What lines in the data below mention the string "hair"? Copy them out.

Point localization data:
========

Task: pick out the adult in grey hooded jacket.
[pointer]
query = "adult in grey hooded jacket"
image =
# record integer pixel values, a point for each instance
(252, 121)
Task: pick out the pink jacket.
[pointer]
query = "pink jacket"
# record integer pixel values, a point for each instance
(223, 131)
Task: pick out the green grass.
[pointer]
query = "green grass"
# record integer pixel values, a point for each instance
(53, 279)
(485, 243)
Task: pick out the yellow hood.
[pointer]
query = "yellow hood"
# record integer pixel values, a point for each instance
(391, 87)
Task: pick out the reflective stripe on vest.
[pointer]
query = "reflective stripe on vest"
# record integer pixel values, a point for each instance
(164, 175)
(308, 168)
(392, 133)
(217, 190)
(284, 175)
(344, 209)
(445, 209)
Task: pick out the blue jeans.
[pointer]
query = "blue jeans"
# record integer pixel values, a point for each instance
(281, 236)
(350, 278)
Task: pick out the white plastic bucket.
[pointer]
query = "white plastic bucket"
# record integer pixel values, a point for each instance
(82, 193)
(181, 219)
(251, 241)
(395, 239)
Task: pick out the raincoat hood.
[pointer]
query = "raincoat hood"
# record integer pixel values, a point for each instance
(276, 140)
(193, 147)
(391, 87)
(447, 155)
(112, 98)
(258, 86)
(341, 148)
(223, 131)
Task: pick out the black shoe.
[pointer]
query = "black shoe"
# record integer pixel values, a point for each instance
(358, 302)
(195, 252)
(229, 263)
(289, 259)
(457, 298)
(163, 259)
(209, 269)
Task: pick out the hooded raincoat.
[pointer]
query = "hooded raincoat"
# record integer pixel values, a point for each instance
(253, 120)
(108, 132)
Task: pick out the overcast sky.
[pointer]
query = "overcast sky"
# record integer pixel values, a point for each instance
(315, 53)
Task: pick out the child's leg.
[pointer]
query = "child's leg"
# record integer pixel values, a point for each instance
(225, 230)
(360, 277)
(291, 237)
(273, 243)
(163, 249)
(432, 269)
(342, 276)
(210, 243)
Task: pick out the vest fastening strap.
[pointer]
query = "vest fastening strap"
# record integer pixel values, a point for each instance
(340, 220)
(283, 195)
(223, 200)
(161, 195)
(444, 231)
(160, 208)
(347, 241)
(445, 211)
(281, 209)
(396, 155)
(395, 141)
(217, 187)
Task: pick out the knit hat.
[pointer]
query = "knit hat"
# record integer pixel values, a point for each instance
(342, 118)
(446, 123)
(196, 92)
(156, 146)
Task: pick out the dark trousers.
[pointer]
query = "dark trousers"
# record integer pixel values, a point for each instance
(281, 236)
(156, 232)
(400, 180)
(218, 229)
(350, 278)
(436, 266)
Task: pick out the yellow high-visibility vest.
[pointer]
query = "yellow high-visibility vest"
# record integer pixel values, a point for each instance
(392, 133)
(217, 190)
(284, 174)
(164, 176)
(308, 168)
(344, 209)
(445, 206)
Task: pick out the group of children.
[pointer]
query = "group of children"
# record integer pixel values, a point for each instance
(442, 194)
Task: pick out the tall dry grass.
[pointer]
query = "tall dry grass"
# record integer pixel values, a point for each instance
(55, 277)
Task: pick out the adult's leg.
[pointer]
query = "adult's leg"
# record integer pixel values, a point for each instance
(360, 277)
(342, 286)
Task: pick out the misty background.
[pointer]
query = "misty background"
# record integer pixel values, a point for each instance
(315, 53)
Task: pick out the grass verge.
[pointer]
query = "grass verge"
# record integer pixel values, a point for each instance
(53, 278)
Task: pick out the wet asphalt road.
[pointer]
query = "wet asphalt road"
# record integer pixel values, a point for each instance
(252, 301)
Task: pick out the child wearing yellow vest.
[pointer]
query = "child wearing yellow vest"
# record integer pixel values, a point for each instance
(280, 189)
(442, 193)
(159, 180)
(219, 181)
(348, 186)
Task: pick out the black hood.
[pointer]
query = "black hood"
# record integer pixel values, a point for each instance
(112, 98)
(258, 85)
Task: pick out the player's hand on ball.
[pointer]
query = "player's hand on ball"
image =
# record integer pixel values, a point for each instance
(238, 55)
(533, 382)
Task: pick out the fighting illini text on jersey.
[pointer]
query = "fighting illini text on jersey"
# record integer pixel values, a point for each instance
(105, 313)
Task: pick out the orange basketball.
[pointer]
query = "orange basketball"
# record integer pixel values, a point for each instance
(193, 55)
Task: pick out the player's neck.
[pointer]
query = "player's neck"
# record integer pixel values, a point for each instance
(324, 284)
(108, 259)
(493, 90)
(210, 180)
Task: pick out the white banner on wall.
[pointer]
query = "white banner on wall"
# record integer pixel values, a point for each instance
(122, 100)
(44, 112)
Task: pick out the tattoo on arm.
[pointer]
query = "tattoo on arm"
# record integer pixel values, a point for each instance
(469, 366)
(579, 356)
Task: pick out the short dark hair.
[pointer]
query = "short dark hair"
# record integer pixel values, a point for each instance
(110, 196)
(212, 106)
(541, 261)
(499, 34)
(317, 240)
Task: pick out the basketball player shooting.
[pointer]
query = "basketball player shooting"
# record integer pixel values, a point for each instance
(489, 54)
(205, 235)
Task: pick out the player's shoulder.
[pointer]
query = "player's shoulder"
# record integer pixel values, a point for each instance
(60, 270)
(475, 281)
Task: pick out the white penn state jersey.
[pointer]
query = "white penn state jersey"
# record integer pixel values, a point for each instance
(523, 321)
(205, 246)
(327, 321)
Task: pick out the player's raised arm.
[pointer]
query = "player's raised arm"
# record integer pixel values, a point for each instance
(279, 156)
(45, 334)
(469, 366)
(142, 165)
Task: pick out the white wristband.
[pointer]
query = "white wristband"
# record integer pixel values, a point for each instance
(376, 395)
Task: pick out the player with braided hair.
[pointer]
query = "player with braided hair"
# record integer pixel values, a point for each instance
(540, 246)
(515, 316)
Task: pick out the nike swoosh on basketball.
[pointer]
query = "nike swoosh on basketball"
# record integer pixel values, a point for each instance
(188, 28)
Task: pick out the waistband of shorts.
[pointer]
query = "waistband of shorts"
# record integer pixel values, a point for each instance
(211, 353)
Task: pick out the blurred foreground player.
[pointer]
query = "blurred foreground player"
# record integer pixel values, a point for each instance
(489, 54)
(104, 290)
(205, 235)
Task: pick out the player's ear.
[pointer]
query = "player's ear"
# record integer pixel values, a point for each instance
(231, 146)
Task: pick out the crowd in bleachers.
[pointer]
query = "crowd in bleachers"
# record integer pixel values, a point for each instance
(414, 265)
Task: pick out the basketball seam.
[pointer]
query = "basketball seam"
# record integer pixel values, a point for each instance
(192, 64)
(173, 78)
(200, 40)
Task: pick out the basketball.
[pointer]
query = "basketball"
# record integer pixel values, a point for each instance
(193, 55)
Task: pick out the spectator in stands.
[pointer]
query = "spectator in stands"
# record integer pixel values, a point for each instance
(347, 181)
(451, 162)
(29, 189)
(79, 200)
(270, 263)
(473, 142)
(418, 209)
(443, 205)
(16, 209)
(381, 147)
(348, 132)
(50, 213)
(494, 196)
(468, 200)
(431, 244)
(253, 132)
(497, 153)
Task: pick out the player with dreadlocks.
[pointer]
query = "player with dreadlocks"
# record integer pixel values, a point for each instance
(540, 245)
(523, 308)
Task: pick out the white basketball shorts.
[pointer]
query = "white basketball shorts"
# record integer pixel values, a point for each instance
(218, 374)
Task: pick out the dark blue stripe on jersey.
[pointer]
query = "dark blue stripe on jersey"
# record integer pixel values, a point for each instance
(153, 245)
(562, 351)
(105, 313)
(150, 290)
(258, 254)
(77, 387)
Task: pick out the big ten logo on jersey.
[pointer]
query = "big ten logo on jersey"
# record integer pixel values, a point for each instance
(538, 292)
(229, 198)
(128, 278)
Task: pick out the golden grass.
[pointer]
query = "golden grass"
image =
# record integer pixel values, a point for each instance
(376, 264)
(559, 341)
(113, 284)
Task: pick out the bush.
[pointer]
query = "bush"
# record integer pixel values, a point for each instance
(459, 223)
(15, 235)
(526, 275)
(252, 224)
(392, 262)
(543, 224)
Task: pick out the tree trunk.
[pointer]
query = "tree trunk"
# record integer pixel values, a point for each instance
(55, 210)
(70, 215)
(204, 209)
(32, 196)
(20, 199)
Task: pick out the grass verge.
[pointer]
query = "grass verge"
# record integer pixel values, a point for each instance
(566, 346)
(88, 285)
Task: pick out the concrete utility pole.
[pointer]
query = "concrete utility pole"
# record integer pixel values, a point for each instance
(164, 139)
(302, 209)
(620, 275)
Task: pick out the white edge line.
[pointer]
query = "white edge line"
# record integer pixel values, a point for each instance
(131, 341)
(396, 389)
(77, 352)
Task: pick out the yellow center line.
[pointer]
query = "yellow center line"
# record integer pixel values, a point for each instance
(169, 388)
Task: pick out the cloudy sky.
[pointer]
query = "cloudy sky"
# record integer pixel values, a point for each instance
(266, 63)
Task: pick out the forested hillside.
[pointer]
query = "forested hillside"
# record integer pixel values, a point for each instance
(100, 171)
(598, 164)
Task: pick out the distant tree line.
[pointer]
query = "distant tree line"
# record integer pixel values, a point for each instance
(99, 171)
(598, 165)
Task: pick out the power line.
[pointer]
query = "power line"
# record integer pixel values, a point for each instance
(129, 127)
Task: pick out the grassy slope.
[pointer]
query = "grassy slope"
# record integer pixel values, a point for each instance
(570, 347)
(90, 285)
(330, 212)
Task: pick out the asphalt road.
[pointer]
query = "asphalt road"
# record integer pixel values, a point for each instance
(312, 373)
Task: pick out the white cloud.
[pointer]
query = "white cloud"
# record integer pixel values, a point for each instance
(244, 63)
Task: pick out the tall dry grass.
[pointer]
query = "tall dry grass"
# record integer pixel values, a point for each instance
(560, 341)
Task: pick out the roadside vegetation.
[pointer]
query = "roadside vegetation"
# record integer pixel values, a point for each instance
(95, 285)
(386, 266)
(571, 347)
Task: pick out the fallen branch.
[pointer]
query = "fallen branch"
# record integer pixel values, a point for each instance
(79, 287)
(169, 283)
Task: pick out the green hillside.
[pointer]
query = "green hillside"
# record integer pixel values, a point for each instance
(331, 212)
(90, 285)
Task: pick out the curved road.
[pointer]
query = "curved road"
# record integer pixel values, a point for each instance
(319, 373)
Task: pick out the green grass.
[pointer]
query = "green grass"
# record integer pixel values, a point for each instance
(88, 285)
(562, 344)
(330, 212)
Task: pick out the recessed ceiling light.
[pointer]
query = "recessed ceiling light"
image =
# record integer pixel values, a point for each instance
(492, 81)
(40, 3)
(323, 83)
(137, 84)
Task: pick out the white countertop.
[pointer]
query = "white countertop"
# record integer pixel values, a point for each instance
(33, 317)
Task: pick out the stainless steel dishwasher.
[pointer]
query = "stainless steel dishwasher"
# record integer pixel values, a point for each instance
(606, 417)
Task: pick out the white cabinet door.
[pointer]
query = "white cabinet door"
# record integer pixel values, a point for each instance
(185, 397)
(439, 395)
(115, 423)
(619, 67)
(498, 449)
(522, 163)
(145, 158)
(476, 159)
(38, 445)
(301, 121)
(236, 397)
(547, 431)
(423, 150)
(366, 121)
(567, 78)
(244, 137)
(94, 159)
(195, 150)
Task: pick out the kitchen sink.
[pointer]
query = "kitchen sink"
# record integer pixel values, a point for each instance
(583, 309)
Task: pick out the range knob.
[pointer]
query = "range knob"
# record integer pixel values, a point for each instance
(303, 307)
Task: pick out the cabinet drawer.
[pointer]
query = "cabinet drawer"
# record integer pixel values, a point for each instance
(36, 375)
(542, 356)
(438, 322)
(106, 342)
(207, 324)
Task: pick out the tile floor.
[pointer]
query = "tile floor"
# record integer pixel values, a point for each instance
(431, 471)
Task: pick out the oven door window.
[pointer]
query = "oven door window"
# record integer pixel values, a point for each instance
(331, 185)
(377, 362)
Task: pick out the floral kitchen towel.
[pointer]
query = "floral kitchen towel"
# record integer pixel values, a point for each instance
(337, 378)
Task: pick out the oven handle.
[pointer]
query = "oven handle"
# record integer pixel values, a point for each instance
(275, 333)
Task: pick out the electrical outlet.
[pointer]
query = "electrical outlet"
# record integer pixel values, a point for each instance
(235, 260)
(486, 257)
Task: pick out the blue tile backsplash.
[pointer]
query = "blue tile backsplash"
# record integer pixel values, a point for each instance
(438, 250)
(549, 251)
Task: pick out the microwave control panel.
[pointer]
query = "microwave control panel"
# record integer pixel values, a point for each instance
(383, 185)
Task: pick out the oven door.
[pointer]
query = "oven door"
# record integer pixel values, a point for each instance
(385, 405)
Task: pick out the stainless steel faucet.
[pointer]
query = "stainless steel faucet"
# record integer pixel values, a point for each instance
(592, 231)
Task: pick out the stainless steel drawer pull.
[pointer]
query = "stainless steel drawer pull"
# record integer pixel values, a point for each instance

========

Solution for this problem:
Task: pick out the short dark hair.
query = "short dark hair"
Task: pick out the player with braided hair.
query = "player with braided hair"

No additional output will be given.